[Start of section]

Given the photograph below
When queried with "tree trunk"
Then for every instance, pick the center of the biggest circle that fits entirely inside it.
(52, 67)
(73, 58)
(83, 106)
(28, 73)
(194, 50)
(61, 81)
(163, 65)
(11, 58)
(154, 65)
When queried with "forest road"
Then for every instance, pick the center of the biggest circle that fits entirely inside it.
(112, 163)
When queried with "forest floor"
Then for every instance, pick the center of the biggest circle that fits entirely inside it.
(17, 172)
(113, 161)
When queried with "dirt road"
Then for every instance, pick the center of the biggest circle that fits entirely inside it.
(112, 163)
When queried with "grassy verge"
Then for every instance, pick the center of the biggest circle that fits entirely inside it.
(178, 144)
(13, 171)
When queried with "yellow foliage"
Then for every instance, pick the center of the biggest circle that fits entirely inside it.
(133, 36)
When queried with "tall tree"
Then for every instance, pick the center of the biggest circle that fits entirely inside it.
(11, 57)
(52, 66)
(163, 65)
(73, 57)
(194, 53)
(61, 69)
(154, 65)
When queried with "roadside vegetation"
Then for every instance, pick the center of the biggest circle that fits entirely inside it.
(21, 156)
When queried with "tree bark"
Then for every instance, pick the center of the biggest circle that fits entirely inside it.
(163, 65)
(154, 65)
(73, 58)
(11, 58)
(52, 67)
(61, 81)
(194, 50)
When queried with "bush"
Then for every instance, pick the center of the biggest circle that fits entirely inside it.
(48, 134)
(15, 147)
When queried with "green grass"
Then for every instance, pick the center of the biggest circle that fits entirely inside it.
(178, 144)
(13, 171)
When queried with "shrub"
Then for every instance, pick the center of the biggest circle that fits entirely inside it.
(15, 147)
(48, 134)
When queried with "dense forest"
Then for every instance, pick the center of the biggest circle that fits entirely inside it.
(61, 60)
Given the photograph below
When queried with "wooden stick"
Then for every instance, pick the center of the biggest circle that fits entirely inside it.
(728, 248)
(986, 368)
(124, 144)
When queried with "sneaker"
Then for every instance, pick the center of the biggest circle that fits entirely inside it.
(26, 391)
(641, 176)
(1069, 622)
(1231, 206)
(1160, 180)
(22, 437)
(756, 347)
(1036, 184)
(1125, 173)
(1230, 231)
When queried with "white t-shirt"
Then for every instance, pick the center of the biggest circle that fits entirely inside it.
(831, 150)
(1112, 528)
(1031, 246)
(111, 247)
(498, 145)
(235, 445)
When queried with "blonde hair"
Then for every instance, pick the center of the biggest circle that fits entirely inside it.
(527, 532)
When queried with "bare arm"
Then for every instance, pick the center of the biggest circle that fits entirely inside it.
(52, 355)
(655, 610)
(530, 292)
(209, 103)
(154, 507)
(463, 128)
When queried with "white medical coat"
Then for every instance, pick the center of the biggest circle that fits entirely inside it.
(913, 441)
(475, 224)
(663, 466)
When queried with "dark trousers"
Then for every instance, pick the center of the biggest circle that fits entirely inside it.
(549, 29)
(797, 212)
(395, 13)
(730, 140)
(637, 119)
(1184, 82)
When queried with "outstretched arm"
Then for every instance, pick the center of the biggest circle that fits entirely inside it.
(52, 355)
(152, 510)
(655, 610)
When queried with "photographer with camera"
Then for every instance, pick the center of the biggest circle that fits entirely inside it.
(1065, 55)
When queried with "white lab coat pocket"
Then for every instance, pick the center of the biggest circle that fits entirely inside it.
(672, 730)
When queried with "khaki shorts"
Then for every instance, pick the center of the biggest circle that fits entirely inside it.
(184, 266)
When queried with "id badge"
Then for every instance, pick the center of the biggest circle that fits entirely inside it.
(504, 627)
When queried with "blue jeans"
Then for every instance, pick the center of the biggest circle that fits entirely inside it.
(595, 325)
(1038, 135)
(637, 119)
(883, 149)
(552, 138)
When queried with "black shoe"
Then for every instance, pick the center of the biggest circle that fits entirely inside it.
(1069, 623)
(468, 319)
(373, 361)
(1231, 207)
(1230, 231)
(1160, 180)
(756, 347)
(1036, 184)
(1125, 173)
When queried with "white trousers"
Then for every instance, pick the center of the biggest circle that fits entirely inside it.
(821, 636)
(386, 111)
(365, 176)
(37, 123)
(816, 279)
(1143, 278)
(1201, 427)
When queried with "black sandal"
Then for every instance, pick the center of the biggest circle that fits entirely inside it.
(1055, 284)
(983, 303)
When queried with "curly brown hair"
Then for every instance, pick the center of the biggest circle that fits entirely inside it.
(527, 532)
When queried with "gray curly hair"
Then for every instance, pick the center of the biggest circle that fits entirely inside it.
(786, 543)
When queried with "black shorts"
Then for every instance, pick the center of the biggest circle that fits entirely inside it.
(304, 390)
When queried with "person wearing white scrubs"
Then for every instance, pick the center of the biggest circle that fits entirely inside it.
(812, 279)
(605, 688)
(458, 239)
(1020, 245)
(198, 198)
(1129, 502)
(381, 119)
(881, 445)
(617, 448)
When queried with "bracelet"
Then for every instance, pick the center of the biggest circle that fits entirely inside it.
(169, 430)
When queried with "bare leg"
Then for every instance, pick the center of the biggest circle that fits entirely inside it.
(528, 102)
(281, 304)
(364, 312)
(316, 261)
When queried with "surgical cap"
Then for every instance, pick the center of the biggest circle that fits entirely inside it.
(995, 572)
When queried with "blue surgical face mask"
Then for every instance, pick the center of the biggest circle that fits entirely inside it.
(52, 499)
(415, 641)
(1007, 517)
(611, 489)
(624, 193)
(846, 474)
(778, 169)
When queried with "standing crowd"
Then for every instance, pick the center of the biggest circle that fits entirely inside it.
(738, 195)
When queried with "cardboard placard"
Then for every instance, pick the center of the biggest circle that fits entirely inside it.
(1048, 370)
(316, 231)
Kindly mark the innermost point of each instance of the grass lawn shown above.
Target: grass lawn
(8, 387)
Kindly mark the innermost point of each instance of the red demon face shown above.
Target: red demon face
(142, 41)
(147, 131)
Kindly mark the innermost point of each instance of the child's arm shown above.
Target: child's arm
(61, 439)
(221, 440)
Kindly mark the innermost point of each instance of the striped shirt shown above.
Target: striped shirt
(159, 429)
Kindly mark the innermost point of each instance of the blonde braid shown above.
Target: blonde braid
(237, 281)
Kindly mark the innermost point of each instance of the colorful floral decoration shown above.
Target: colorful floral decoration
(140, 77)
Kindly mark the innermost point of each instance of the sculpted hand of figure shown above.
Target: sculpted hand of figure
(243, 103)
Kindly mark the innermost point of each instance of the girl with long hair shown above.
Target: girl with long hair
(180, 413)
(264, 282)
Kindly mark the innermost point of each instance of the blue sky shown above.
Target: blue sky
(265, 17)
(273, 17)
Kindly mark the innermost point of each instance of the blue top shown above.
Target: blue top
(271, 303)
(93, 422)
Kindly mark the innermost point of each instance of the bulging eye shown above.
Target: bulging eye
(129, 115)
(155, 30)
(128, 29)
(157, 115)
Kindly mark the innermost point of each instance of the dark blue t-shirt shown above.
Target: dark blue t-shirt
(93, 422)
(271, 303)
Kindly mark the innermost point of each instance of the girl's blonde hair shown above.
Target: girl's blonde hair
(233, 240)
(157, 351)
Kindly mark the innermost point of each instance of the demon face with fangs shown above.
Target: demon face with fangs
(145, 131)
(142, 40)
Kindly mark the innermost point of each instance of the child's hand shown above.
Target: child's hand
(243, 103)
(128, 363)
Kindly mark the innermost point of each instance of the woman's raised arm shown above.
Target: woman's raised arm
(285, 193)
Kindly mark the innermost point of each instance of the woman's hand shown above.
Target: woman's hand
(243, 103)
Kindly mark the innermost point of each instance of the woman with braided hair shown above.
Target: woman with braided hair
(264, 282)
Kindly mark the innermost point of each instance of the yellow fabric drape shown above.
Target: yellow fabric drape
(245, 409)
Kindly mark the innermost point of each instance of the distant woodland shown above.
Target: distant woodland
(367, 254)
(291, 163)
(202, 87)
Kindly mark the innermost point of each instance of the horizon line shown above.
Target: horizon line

[End of section]

■ What you have to do
Each line of the data in which the string "forest" appears needs to be copied.

■ Response to this exercise
When queried with "forest road"
When queried with "forest floor"
When queried with "dense forest"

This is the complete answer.